>> BEGIN Records supplied

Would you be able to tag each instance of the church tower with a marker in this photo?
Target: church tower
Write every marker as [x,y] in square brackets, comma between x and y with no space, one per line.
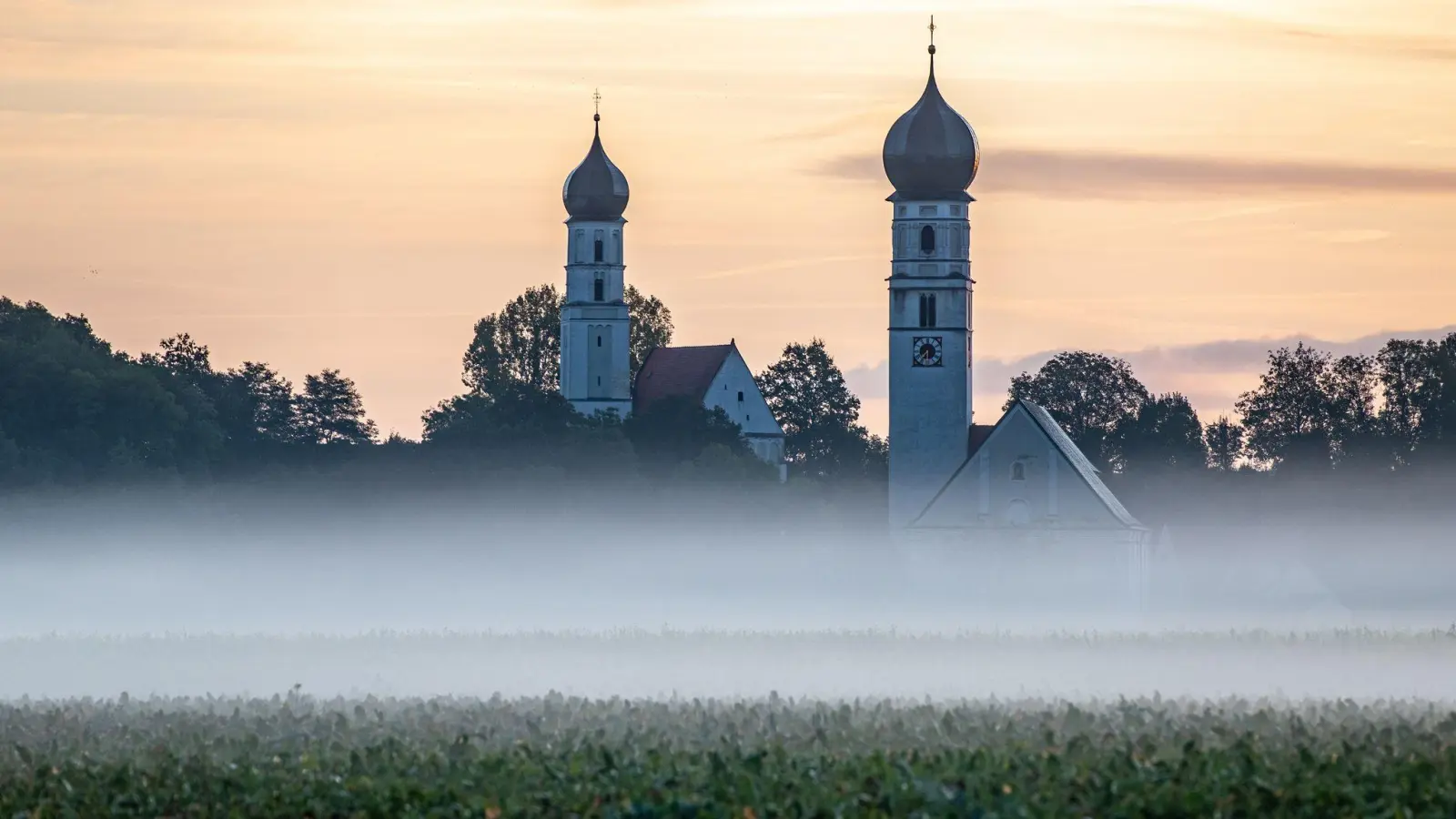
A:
[596,363]
[931,157]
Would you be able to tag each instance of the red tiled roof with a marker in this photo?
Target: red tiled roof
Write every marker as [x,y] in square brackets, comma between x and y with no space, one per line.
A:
[677,370]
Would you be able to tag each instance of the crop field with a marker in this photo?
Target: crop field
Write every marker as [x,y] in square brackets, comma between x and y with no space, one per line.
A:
[565,756]
[743,724]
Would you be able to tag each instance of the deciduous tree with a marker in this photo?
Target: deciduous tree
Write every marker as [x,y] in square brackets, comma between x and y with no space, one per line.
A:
[1088,394]
[332,411]
[819,414]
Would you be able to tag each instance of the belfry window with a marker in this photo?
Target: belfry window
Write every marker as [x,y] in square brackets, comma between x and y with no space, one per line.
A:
[928,309]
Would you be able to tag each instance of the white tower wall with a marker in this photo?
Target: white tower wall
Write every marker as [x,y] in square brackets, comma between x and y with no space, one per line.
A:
[596,365]
[929,350]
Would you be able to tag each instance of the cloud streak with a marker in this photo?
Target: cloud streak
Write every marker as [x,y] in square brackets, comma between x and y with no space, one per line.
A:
[1084,175]
[1200,370]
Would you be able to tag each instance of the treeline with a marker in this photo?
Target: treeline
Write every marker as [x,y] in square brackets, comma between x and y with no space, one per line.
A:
[76,413]
[1339,433]
[1354,433]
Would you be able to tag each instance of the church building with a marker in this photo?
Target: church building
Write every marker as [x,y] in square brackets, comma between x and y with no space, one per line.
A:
[596,356]
[1016,481]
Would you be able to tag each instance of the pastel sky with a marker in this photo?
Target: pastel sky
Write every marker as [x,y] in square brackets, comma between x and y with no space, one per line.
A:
[353,182]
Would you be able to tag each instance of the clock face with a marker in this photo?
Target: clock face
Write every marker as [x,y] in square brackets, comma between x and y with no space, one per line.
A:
[926,351]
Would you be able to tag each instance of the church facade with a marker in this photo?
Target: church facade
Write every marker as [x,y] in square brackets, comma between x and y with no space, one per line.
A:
[596,324]
[1014,482]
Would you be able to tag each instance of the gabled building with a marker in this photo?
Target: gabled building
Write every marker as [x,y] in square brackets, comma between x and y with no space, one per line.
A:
[1016,482]
[596,369]
[1026,475]
[715,376]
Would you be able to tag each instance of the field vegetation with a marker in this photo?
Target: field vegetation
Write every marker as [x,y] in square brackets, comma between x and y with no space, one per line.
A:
[295,755]
[298,753]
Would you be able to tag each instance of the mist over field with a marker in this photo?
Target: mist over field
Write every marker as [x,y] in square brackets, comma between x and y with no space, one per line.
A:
[692,598]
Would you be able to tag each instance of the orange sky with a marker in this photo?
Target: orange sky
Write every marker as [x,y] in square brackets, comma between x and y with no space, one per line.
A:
[353,182]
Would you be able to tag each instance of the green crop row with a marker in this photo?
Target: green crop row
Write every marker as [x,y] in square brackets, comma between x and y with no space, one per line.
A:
[560,756]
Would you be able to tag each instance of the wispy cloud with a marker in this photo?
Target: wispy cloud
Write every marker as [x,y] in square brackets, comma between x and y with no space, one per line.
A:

>> END Records supplied

Exercise: Reproduce the entire listing above word for word, leaving out the pictures.

Exercise output:
Would you be able to tag each instance of the church tower with a marker in this photo?
Target: church tower
Write every marker as [x,y] in square brackets, comma between x and y with no space, one per line.
A:
[596,363]
[931,157]
Would you be able to tag each instance of the red tiled roof with a marker in this photo?
Target: red tiled roof
Write every marker as [x,y] in square brackets, comma between x and y with no space, one per line.
A:
[677,370]
Would you be able to tag each instance of the crop field with a marker in this photo?
Target: crop field
Write every marker as [x,y] in square brackets, comma between x and y with no space, one per line.
A:
[565,756]
[743,724]
Would you be able to tag each instance of the deciduous tree with a marker in this photo?
Target: deciduous tree
Write every marker as [x,y] in square brackets, comma between x and y with no space, one per line.
A:
[1088,394]
[332,411]
[819,414]
Would you be able to tag each instance of the belfry window with a marker in this photo?
Target: belfry window
Write every marker as [x,y] in square brackets, comma between x and y with no space, one per line.
A:
[928,309]
Would you be able to tag each instance of the white tower wall with a marker in this photo?
Target: white tower wall
Write every marker as [x,y] in square brackets, comma between x and y with no space, one per line.
A:
[596,365]
[929,350]
Would you be able to tag each instance of the cloud streak with a marker in this photo?
Target: cloud streak
Write every marker as [x,y] in square brackets, comma between x and y with no space, one per line.
A:
[1084,175]
[1200,370]
Would you be able to tag each instance of the treeline with a marker in this photo?
Target: treeline
Write every marker as [x,y] in square brackets, comma between x and y with no space, one per line.
A:
[76,413]
[1339,433]
[1354,433]
Would you be able to tag each instance of the church building with a marker in this photo?
Target: church building
Write every marker as [x,y] in square brackets, comma between x and y with no space, one per line.
A:
[596,356]
[1016,481]
Would you be able to tag each instance of the pastel sky with a marker in this photo?
Target: pastel sky
Write every marker as [x,y] in square brackets, comma between x and y with no space, one per line.
A:
[353,182]
Would you be able to tag each instance of the clock face with a marker in this photo?
Target: clock face
Write every marker as [x,y] in square brackets, comma between x and y with no space, one per line.
A:
[926,351]
Would you be able to tag each instance of the church facade with a marker in this photo?
Target: church facade
Write every marker as [x,y] in square brackets, comma between x and y with no space, one per line.
A:
[596,324]
[1014,482]
Would you be able to tag each instance of the gabled building with a marker in this photo?
Target: gabled building
Write every marker as [x,y] in square brackets, comma between x and y with no space, one per line.
A:
[1016,482]
[596,369]
[1026,475]
[715,376]
Would you be able to tag each instance of the field vegetation with a marker in this photo?
Target: field vegetation
Write every marker as [x,y] in square brackets, comma between x and y with no space, one per line.
A:
[295,755]
[298,753]
Would you be able to tag each instance of the mist over field with a marker in this photo?
Target: mist over field
Write every marker as [x,y] in square brackets, comma between x and y with no space, one per line.
A:
[692,598]
Would you be able to tag each instance of the orange sky with a marker in this photo?
Target: orange sky
Write every marker as [x,y] in square brackets, comma between x and y with no space, one per line.
A:
[353,182]
Would you be able to tag each instance of the green crop row with a marker in this photo?
Target: green crop row
Write every marker as [x,y] in square brackets, comma between x and y with no space, one per line.
A:
[560,756]
Would you be able to tag each instance of the wispy cloud with a marker in this photo?
Target: wispy cloud
Write every marker as [x,y] in square brackets, comma between x and y with no space, one per line.
A:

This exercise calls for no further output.